Location annotation data excerpts:

=======

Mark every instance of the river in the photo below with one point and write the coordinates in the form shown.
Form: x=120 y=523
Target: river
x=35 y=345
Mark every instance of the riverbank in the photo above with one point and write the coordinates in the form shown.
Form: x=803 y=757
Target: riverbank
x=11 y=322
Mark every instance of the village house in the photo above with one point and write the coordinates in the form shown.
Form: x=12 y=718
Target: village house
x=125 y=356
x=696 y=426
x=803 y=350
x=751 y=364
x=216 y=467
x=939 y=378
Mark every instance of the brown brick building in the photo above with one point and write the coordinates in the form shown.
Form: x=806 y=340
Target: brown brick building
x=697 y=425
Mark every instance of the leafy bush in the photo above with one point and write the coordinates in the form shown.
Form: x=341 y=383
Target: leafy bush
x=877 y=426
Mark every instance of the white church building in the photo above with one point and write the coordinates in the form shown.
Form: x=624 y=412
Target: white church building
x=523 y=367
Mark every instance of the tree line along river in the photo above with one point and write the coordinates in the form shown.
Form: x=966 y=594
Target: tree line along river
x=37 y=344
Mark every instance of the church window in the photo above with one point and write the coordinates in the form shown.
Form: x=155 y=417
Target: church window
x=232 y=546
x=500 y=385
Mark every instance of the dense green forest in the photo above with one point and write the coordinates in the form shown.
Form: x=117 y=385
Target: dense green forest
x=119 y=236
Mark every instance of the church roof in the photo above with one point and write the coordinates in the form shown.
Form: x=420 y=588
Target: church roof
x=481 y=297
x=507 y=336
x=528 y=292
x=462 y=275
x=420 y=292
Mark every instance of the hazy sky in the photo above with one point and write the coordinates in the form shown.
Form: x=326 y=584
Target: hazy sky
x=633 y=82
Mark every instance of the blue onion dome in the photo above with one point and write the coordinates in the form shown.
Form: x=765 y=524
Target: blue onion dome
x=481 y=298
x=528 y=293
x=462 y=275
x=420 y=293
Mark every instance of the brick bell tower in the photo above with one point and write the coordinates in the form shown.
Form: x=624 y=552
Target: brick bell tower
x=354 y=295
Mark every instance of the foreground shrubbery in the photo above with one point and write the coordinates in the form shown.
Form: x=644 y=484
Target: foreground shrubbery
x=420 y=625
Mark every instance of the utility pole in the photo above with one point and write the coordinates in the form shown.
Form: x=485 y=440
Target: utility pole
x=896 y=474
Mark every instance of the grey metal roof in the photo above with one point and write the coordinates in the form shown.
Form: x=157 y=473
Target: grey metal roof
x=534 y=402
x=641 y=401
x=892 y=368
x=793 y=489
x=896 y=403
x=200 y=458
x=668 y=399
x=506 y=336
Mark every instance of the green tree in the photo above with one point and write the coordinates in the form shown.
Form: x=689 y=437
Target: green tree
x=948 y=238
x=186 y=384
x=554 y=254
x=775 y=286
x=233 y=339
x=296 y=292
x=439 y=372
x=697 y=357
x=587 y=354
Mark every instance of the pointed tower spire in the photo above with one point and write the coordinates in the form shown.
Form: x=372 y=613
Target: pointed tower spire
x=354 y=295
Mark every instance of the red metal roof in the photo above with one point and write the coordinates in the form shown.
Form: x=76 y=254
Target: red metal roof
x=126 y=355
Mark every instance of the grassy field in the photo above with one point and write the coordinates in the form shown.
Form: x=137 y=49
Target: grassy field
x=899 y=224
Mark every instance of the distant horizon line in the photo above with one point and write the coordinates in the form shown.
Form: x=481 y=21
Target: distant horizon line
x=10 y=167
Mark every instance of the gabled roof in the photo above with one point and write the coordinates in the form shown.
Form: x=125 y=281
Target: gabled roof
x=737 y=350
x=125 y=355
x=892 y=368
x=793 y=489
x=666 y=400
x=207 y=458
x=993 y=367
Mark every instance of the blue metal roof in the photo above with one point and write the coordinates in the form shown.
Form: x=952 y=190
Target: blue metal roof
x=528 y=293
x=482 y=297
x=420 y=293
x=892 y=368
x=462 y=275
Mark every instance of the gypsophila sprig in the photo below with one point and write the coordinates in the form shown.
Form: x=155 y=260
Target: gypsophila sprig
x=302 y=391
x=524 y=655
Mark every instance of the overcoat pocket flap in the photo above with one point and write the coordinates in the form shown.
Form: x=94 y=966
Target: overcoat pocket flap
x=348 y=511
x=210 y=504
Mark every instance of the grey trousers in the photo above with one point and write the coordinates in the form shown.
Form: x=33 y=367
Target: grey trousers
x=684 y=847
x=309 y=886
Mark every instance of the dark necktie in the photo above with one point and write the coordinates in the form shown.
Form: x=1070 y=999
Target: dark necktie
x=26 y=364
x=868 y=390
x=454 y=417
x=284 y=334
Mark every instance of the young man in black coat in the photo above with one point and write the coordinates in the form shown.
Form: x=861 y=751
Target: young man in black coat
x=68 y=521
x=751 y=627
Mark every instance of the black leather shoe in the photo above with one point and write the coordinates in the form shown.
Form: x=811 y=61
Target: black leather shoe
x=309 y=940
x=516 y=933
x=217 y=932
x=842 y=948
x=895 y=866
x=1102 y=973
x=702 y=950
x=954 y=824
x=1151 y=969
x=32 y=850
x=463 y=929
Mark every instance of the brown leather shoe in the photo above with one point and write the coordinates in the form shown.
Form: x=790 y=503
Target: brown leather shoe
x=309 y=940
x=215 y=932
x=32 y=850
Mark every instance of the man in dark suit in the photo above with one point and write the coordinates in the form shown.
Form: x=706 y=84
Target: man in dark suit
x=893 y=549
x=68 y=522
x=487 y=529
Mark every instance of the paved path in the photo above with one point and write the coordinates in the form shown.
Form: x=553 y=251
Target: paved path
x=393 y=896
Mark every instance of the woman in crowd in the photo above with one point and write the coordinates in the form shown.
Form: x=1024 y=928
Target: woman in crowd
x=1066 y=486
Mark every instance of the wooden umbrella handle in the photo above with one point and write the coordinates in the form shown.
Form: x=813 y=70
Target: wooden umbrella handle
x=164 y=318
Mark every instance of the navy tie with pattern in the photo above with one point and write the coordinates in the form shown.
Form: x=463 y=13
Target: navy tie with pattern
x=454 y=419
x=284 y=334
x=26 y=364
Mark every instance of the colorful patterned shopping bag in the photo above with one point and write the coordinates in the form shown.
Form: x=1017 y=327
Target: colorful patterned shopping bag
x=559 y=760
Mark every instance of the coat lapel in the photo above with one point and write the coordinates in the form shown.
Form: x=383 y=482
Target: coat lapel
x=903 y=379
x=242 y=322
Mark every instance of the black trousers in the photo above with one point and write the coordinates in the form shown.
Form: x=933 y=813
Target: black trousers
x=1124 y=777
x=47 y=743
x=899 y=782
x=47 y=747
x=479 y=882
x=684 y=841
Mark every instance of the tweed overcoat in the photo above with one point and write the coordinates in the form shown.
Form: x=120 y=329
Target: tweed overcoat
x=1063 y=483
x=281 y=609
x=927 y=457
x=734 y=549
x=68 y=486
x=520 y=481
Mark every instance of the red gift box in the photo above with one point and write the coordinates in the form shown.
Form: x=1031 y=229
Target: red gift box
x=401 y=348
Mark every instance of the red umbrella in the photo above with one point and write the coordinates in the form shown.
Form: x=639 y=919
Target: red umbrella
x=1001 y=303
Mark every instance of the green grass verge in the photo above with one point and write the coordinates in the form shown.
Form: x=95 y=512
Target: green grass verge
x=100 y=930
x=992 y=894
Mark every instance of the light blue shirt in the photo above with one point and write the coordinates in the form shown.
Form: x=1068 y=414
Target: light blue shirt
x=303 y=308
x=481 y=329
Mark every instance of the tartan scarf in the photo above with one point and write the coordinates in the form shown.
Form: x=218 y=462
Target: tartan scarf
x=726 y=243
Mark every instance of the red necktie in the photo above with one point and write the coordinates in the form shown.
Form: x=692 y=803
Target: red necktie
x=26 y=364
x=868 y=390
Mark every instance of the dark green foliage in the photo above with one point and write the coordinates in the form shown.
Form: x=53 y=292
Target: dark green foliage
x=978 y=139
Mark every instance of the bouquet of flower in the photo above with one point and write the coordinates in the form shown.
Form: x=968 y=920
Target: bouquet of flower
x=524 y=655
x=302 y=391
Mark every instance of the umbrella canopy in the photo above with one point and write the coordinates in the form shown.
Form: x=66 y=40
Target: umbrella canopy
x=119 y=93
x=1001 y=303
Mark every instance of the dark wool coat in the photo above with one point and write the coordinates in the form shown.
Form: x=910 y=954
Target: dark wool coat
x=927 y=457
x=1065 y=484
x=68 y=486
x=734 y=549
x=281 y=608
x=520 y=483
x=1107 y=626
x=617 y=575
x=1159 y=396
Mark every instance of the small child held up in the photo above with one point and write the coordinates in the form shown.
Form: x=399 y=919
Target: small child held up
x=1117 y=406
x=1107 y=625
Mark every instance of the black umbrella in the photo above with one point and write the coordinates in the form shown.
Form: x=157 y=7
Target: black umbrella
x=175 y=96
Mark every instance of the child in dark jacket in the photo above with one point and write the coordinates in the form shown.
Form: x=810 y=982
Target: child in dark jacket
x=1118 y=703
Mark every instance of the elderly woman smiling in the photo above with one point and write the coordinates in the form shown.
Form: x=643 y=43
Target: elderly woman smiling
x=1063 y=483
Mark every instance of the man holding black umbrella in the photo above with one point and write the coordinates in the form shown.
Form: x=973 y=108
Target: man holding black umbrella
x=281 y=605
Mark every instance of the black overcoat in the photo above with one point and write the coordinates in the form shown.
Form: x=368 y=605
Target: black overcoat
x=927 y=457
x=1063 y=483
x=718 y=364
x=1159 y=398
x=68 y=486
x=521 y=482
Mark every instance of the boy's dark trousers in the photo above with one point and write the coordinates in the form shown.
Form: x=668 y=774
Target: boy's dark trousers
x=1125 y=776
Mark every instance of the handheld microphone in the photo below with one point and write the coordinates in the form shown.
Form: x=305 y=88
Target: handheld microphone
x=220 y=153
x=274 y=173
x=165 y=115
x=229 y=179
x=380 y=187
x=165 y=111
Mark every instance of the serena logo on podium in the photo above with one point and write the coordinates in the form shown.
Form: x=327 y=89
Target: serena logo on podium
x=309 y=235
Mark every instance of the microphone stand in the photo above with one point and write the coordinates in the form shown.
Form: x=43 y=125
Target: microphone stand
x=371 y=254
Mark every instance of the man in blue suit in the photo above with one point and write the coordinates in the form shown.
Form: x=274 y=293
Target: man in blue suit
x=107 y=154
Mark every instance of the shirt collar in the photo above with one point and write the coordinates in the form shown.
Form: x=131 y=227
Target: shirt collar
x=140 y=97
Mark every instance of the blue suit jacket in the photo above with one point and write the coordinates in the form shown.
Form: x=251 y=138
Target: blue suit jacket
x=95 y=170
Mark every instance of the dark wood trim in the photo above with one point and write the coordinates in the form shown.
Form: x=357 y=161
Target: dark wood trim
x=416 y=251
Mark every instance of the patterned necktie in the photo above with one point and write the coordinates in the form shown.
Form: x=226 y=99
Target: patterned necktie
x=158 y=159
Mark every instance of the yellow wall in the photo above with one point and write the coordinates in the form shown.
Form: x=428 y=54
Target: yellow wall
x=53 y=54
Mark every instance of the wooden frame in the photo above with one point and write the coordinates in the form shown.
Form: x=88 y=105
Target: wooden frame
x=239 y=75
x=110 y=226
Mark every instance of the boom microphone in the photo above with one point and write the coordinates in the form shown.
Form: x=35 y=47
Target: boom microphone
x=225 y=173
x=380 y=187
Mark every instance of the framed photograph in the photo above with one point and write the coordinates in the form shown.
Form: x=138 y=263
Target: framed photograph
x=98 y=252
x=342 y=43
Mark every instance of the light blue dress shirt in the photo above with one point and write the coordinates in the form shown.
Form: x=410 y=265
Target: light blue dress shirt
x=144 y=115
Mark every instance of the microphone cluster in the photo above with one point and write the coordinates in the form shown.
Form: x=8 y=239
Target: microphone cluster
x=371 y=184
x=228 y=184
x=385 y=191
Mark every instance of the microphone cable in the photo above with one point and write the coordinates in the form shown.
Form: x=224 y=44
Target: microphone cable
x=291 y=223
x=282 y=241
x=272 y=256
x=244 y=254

=======

Render the lines of the data from the one containing "Mark every instance of the wooden umbrella" up to and including the one containing "x=559 y=760" as a Markdown table with the columns Row and Line, numbering each line and omitting any blank lines.

| Row | Line |
|---|---|
| 1 | Mark every instance of the wooden umbrella handle in the photo above with one point and write the coordinates in the form shown. |
| 2 | Form: x=813 y=70 |
| 3 | Target: wooden umbrella handle |
| 4 | x=164 y=318 |
| 5 | Mark every instance of the navy tie with pattern in the photo above with one point and write the coordinates in the form shown. |
| 6 | Form: x=463 y=13 |
| 7 | Target: navy tie with pattern |
| 8 | x=454 y=419 |
| 9 | x=284 y=334 |
| 10 | x=26 y=364 |
| 11 | Mark every instance of the colorful patterned shopping bag in the photo above with one point and write the coordinates in the form shown. |
| 12 | Form: x=1017 y=327 |
| 13 | Target: colorful patterned shopping bag |
| 14 | x=559 y=760 |